Tasks to carry out:
**A.** In the resolver performance notes, why is batching said to offer only negligible gain?
**B.** From the resolver performance notes, extract the passage from "Idea 6: Cache" to "redundant InstallRequirement construction.".
**C.** Write what comes next in the resolver performance notes, starting after their final sentence.

Source text:

__________

Call counts scale as O(rounds * criteria), which is O(n^2) where n = packages. But even at n=95, the total is only ~12K calls at 200ns each = 2.3ms. Batching would add complexity for negligible gain.


Idea 6: Cache make_requirements_from_spec Results

Theory: Same specifier strings may be passed multiple times during backtracking. Caching avoids redundant InstallRequirement construction.

Measured reality:

  • Aggregate across all workloads: 502 total calls, 90 duplicates (17.9%)
  • Per workload: 0-156 calls, 0-25 duplicates
  • Highest duplication rates: celery[redis] 37.1%, dask[complete] 35.7%

Even if every duplicate call is eliminated (~5us each), total savings = 0.45ms. The duplication occurs because some packages share common dependency specifier strings (e.g., typing-extensions>=3.7.4), not from backtracking.

__________

Data shown:
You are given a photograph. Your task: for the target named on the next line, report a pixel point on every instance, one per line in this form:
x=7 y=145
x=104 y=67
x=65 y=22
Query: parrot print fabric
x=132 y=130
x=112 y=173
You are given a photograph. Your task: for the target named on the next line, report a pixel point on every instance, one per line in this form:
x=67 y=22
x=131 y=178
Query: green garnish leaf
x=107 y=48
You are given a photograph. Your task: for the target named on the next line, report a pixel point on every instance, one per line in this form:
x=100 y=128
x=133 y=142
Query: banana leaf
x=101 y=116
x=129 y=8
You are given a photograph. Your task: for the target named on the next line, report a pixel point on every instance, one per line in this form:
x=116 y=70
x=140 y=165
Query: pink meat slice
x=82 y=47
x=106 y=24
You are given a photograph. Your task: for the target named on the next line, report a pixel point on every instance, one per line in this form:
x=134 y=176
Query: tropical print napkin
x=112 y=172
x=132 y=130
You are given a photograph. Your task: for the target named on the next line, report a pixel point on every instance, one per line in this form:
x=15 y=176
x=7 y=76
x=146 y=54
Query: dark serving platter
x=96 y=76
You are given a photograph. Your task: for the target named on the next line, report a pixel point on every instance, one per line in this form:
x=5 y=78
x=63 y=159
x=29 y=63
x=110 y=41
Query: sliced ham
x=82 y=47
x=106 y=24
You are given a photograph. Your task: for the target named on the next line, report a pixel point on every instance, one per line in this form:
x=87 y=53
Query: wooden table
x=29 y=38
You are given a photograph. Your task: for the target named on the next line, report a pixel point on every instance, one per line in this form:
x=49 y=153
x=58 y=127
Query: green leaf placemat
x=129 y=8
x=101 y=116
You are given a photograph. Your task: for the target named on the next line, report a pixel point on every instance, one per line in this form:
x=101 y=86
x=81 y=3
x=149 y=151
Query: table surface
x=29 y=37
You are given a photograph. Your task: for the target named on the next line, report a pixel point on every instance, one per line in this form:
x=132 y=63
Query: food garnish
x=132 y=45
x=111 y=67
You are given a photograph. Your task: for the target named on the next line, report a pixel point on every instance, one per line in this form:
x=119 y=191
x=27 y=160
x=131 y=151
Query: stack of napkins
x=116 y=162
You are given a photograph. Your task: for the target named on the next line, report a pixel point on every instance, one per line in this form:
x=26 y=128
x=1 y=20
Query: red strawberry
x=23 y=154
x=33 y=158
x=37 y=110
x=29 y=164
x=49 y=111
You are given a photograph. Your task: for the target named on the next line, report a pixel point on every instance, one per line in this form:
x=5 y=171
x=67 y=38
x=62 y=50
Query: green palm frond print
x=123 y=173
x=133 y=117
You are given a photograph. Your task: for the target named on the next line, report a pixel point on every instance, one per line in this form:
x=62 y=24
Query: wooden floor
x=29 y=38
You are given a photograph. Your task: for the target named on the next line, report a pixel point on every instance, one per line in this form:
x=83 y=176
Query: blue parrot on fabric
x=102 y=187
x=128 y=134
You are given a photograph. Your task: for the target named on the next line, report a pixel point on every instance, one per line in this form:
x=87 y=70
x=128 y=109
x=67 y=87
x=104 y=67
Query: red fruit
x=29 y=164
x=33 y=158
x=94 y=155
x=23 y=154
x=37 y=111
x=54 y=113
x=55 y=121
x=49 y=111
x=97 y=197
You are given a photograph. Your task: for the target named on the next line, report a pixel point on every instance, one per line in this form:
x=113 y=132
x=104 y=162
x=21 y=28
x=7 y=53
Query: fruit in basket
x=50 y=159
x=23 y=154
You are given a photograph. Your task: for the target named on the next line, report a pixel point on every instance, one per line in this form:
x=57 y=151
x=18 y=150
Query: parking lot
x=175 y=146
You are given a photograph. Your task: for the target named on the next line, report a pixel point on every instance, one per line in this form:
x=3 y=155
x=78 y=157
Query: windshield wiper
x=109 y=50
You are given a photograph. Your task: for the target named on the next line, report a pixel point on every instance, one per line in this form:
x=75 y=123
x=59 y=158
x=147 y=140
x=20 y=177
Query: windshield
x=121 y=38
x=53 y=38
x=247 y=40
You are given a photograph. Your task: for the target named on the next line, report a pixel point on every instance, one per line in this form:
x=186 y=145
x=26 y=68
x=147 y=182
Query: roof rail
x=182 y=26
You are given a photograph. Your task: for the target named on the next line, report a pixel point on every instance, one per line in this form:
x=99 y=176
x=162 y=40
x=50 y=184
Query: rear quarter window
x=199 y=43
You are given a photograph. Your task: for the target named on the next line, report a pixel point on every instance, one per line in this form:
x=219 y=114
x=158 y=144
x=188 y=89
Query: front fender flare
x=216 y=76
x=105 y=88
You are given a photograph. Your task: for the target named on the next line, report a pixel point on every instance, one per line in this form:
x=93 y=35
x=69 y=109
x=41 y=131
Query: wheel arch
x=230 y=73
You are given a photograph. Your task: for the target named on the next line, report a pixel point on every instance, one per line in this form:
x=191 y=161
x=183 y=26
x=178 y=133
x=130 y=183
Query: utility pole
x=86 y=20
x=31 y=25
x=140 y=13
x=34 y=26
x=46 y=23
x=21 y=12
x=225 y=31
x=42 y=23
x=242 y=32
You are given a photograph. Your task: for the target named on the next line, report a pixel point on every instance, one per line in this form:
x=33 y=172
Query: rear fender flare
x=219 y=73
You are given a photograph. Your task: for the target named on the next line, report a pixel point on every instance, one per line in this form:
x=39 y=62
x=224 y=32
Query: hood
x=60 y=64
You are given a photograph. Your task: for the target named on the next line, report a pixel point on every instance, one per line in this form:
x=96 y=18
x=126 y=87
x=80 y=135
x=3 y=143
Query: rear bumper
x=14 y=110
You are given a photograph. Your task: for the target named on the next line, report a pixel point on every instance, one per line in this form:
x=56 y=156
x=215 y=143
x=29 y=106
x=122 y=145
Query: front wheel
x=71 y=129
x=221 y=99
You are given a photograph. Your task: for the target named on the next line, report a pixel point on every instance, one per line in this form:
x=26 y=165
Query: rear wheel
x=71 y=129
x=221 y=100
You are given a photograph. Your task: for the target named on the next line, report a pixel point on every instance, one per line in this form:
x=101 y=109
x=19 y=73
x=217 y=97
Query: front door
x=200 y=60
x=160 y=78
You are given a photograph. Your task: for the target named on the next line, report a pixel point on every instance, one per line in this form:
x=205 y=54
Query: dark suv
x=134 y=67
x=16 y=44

__________

Final answers:
**A.** The call count grows as O(n^2), but even at 95 packages the total is only about 12K calls at 200ns each, or roughly 2.3ms. Batching would therefore add complexity while saving almost nothing.

**B.**
Idea 6: Cache make_requirements_from_spec Results

Theory: Same specifier strings may be passed multiple times during backtracking. Caching avoids redundant InstallRequirement construction.

**C.**
VERDICT: NO-GO

Total call count is too low (max 156) and per-call cost is too cheap (~5us) for caching to produce measurable improvement. The codex assumed backtracking would cause thousands of repeated spec evaluations; with 0 backtracks, each spec is essentially processed once.


Idea 7: Pool/Reduce RequirementInformation Allocations

Theory: RequirementInformation namedtuples are allocated in hot loops. Object pooling or flyweight pattern could reduce allocation pressure.

Measured reality:

  • Range: 2-247 allocations per resolution
  • Maximum (jupyterlab): 247 allocations
  • Cost: 247 allocs x 50ns/alloc = 0.012ms

VERDICT: NO-GO

Allocation counts are trivially small. Python's tuple allocator handles this volume in microseconds. Pooling infrastructure (hash lookups, reference counting) would cost more than the allocations themselves. The __slots__ on Criterion (already applied) captures far more value than RI pooling ever could.


Idea 8: Optimize narrow_requirement_selection

Theory: This function is called each round. Optimizing it or skipping it when it won't narrow could save time.

Measured reality:

  • Aggregate: 313 calls, 9 reductions (3% effectiveness)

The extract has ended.